[Task to complete] Return the whole listing, keeping every character the same.

[Entries supplied]
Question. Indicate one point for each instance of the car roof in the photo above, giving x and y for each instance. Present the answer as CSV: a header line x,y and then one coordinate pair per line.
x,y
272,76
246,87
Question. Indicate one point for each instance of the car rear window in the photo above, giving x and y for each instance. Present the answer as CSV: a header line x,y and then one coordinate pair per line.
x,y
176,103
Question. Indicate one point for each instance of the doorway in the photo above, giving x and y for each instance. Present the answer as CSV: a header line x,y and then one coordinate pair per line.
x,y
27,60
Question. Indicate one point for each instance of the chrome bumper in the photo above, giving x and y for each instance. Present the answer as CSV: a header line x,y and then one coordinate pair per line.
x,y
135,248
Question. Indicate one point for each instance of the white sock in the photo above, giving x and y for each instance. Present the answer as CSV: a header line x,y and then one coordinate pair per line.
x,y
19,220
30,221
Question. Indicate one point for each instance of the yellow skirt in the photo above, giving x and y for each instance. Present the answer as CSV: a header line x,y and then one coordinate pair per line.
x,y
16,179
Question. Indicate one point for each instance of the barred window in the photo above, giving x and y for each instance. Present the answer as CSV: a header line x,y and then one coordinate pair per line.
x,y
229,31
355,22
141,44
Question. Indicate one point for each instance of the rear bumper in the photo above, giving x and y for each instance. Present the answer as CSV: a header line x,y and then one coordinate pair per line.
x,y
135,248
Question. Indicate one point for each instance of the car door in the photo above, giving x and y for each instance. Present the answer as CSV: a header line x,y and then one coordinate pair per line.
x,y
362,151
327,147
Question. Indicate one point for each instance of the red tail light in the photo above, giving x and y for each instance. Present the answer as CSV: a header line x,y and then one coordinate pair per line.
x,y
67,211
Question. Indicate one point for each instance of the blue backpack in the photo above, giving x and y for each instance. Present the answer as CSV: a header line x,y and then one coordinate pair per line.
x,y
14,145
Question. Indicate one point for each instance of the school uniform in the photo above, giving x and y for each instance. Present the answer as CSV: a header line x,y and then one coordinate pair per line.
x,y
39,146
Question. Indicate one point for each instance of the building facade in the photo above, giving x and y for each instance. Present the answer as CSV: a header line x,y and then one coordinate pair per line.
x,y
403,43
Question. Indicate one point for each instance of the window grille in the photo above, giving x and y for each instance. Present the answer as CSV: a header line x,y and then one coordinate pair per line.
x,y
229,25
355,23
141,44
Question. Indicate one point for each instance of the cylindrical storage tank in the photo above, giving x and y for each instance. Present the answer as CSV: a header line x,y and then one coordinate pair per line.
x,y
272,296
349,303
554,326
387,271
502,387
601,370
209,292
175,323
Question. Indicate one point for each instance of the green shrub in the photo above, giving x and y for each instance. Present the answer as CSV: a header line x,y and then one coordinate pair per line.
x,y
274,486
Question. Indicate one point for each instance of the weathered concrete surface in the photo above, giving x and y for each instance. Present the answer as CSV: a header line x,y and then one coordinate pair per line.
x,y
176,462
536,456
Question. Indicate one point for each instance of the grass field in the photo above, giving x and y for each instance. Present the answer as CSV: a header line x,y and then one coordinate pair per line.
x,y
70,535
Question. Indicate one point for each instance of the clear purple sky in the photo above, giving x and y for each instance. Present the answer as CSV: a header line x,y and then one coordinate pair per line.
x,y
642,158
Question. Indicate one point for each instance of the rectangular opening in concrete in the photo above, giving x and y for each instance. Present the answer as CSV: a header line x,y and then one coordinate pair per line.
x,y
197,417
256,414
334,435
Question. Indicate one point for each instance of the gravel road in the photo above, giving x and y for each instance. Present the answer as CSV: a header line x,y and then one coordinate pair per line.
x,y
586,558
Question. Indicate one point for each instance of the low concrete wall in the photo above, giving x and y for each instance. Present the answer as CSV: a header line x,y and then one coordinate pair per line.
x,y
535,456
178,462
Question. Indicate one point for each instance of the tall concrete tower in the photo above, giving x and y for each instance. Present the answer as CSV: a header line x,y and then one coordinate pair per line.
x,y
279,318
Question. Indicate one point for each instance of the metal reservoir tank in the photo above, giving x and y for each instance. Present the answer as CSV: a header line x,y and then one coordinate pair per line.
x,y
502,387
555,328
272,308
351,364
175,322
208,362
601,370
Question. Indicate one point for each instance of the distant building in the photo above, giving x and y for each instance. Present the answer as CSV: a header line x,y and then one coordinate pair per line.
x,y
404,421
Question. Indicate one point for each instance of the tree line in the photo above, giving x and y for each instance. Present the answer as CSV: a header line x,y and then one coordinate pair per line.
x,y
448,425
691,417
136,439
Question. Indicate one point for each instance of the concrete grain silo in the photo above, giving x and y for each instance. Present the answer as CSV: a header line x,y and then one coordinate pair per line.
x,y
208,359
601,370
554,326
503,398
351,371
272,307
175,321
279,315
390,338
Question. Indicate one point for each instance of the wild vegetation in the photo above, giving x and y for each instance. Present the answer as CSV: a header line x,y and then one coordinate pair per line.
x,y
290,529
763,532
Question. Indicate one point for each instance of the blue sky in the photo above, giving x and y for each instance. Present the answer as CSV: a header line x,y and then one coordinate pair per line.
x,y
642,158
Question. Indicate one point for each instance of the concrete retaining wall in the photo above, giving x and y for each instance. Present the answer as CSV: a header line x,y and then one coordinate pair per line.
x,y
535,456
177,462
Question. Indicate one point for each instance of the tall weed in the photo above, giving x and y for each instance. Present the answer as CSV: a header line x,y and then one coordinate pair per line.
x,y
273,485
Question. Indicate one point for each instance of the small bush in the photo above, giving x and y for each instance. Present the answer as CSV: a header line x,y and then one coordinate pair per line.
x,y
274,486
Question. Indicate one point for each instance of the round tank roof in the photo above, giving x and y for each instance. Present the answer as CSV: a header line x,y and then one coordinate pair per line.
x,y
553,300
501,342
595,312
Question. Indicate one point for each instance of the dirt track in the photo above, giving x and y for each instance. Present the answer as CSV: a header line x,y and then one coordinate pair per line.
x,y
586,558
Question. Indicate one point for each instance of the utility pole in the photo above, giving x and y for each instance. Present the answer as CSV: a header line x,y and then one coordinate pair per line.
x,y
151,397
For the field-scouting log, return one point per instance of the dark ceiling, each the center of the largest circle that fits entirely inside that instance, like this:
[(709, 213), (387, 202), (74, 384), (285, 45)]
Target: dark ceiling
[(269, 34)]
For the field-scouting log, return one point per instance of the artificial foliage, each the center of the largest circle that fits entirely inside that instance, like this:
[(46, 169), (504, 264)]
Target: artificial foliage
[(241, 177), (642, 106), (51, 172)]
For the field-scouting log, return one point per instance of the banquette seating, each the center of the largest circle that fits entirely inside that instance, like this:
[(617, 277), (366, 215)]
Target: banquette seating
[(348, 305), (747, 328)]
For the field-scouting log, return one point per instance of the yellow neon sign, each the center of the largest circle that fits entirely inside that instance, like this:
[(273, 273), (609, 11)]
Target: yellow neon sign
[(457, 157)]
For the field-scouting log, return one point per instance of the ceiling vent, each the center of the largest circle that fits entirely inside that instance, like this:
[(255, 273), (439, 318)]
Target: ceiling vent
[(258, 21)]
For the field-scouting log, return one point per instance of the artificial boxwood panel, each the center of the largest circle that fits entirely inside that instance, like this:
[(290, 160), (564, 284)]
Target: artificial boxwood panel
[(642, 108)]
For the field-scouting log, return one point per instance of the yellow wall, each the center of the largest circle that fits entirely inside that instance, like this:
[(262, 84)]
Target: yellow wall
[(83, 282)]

[Result of this task]
Question. Indicate one point for each instance of the car roof in the photo above, giving x and y for each instance. Present the answer as CSV: a header line x,y and then one coordinate pair per line.
x,y
272,76
246,87
Question. Indicate one point for each instance of the car rear window in the photo above, giving x and y for each instance. Present the answer as CSV: a header line x,y and then one coordinate pair per line.
x,y
176,103
Question. Indicate one point for each instance of the doorway in the photo above, giving x and y for each instance. Present the answer as CSV: a header line x,y and then one coordinate pair per line.
x,y
27,60
Question. Indicate one point for each instance of the chrome bumper in the photo above, giving x and y for each instance. Present the answer as CSV: a header line x,y and then one coordinate pair per line.
x,y
135,248
Question. Indicate one point for each instance of the white sock in the photo above, giving x and y for each instance. Present the answer as CSV: a header line x,y and then one coordinate pair per line.
x,y
19,220
30,221
Question. Indicate one point for each instance of the yellow skirt in the photo above, giving x and y for each instance. Present the answer as CSV: a header line x,y and then one coordinate pair per line.
x,y
16,179
Question. Indicate one point for each instance of the barred window in the photo above, giving x and y for each instance. Present the answer as CSV: a header line x,y and then one coordinate pair per line.
x,y
229,31
355,22
141,44
Question. Indicate one point for each instance of the rear bumper in the photo above, giving x and y for each instance. Present the answer as CSV: a header line x,y and then one coordinate pair per line.
x,y
135,248
Question. Indicate one point for each instance of the car door in the photo above, giving x and y for each instance. Present the answer as CSV: a header line x,y and then one coordinate pair per line.
x,y
362,151
327,147
Question. Indicate one point for each instance of the red tail light in the photo above, giving x and y for each instance. Present the answer as CSV: a header line x,y and then one coordinate pair per line.
x,y
67,211
Question. Indicate one point for each instance of the blue backpack in the photo above, giving x and y for each instance. Present the answer as CSV: a header line x,y and then one coordinate pair per line.
x,y
14,145
Question. Indicate one point for each instance of the school uniform in the photo above, giving x and y for each instance. Present the answer as CSV: a header line x,y and then one coordinate pair per line.
x,y
39,146
Question. Indicate one point for each instance of the building facade in the photo above, giving x and y for each instance. Present the answer as CSV: a header line x,y and then one coordinate pair per line.
x,y
403,43
Question. Indicate one point for each instance of the window grille in the photo above, giving x and y for each instance. Present the answer as CSV: a header line x,y and then one coordinate pair per line.
x,y
229,25
355,23
141,44
Question. Indicate one point for each instance of the cylindrical storage tank in the photo above, giving x and y for each instance. Present the answer as CSV: a header line x,y and then one coordinate pair per line.
x,y
272,296
349,303
554,326
387,271
502,387
601,370
209,292
175,323
Question. Indicate one point for each instance of the green shrub in the photo above, giving x and y for each instance. Present the answer as CSV: a header line x,y and then one coordinate pair per line.
x,y
274,486
Question. Indicate one point for each instance of the weathered concrete surface in the photo above, giving x and y for each instance. Present the answer as CSV: a header line x,y and then one coordinate pair per line.
x,y
176,462
536,456
Question. Indicate one point for each instance of the grass field in the photo above, giving x and y for each instance. Present the answer as CSV: a header line x,y and then one coordinate pair per line.
x,y
70,535
Question. Indicate one point for each instance of the clear purple sky in the photo above, giving x and y for each instance. Present the answer as CSV: a header line x,y and then one coordinate pair per line.
x,y
642,158
Question. Indicate one point for each instance of the rectangular opening in concrete in the photo above, giving x and y for each instance. Present the answer as CSV: a header line x,y and then one coordinate pair per line.
x,y
197,417
256,414
334,435
Question. Indicate one point for each instance of the gravel road in the photo above, giving x and y for each instance. Present the answer as CSV: a header line x,y and then one coordinate pair per line.
x,y
586,558
Question. Indicate one point for each instance of the low concrete wall in the photo above, giving x and y for each instance. Present the answer as CSV: a header line x,y and then one coordinate pair per line.
x,y
535,456
178,462
Question. Indicate one point for each instance of the tall concrete tower in the photo above, giving x and y for each instance. Present the answer as CSV: a header line x,y and then one coordinate pair per line.
x,y
279,318
Question. Indicate one point for each instance of the metal reservoir tank in the photo above, giving x and y for each instance. Present the answer as CSV: a header line x,y and then one coordinate pair per line.
x,y
502,387
555,328
272,308
351,364
175,322
208,362
601,370
Question. Indicate one point for each instance of the distant building in the photo above, giving x and y for each instance. Present the answer as CSV: a header line x,y and then one coordinate pair per line.
x,y
404,421
Question. Indicate one point for each instance of the tree line in the photo above, giving x and y for each instance. Present the answer as CSV: a header line x,y and then one coordinate pair per line.
x,y
448,425
691,417
136,439
Question. Indicate one point for each instance of the concrete grain silo in the photo above, giving x and y for each instance. Present the answer as CSV: a header line x,y and then one coordinate pair per line.
x,y
208,359
601,370
554,326
503,398
351,371
272,307
175,321
279,315
390,338
Question. Indicate one point for each instance of the wild vegetation in the photo above, giving x and y for each instance. Present the answer as CSV: a header line x,y and then one coordinate pair per line.
x,y
290,529
763,532
Question. Indicate one point for each instance of the blue sky in the photo above, giving x and y for each instance. Present the answer as CSV: a header line x,y and then one coordinate pair per line.
x,y
642,158
Question. Indicate one point for each instance of the concrete retaining wall in the photo above, giving x and y for each instance. Present the answer as CSV: a header line x,y and then one coordinate pair per line.
x,y
535,456
177,462
Question. Indicate one point for each instance of the tall weed in the photo above, giving x and y for each instance. Present the answer as CSV: a header line x,y and then one coordinate pair per line.
x,y
273,485
Question. Indicate one point for each instance of the small bush in the photo above, giving x and y for each instance. Present the answer as CSV: a header line x,y and then one coordinate pair per line.
x,y
274,486
Question. Indicate one point for each instance of the round tank roof in the photo above, giving x and y for each instance. Present the answer as CSV: a header line x,y and then one coordinate pair per line.
x,y
553,300
501,342
595,312
Question. Indicate one point for each instance of the dirt track in the photo above, giving x and y for each instance. Present the answer as CSV: a header line x,y and then one coordinate pair per line.
x,y
586,558
Question. Indicate one point for each instance of the utility pole in the photo above, giving x and y for each instance. Present the answer as CSV: a header line x,y and then one coordinate pair per line.
x,y
151,397
For the field-scouting log, return one point per instance of the dark ceiling, each the center of the largest circle that fits entirely inside that instance, like this:
[(709, 213), (387, 202), (74, 384), (285, 45)]
Target: dark ceiling
[(269, 34)]
For the field-scouting log, return one point per instance of the artificial foliage, each the center of the largest circle that fits entirely inside that instance, like this:
[(46, 169), (504, 264)]
Target: artificial foliage
[(241, 177), (642, 106), (51, 172)]
For the field-scouting log, return one point per instance of the banquette seating, each the center of the largest circle that fits entirely inside that instance, like this:
[(617, 277), (366, 215)]
Target: banquette seating
[(348, 305), (747, 328)]
For the field-scouting log, return one point per instance of the yellow neon sign, each the center of the largest circle that fits entirely inside that instance, like this:
[(273, 273), (609, 11)]
Target: yellow neon sign
[(457, 157)]
For the field-scouting log, return one point per instance of the ceiling vent, each the center of the largest circle that fits entirely inside that instance, like this:
[(255, 273), (439, 318)]
Target: ceiling vent
[(258, 21)]
For the field-scouting log, return one point per instance of the artificial boxwood panel, each the center of the largest circle that fits entirely inside that instance, like this:
[(290, 160), (564, 284)]
Target: artificial boxwood panel
[(642, 108)]
For the field-scouting log, return one point per instance of the yellow wall, each the center of the largest circle that fits entirely inside that instance, like this:
[(262, 84)]
Target: yellow wall
[(83, 282)]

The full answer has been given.